Extract to read>
——

Chef Client Not Resuming After Restart

Question

I ran the following recipe

O:\chef\cookbooks\wincfg>chef-client -L C:\chef\rds_deployment.log -l info -z -o wincfg::rds_deployment

The server reboots as expected after installing a Windows feature

I see the last lines of my log file say:

[2016-04-17T01:43:51+00:00] INFO: powershell_script[Desktop-Experience] ran successfully
[2016-04-17T01:43:51+00:00] INFO: powershell_script[Desktop-Experience] sending reboot_now action to reboot[reboot] (immediate)
[2016-04-17T01:43:51+00:00] INFO: Processing reboot[reboot] action reboot_now (wincfg::rds_deployment line 6)

——

Material provided>
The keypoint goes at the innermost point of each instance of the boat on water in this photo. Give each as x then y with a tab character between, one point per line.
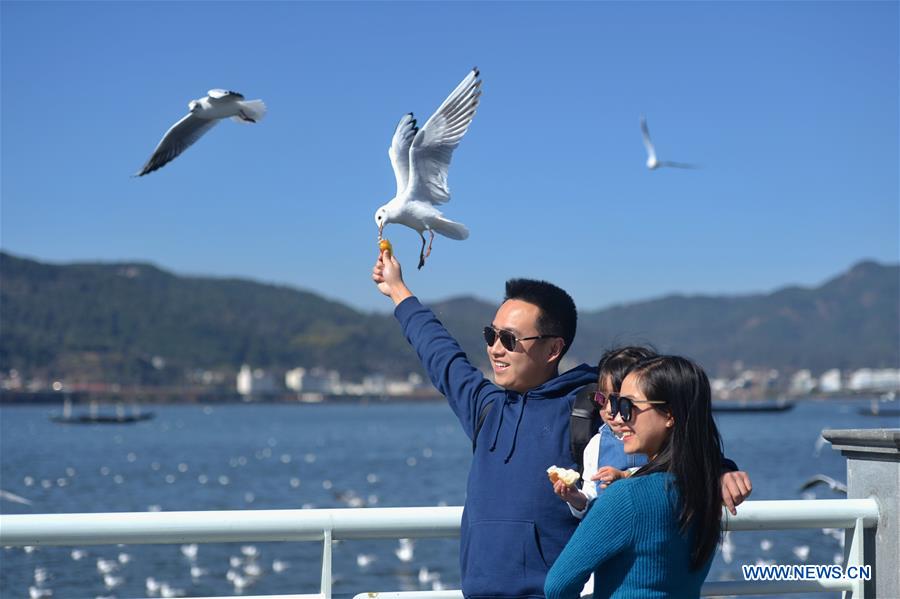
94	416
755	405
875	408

——

What to produce> Print the entire Chef client restart thread exactly, with no changes. The data placed after the Chef thread stands on its own and is not connected to it.

Task answer>
Chef Client Not Resuming After Restart

Question

I ran the following recipe

O:\chef\cookbooks\wincfg>chef-client -L C:\chef\rds_deployment.log -l info -z -o wincfg::rds_deployment

The server reboots as expected after installing a Windows feature

I see the last lines of my log file say:

[2016-04-17T01:43:51+00:00] INFO: powershell_script[Desktop-Experience] ran successfully
[2016-04-17T01:43:51+00:00] INFO: powershell_script[Desktop-Experience] sending reboot_now action to reboot[reboot] (immediate)
[2016-04-17T01:43:51+00:00] INFO: Processing reboot[reboot] action reboot_now (wincfg::rds_deployment line 6)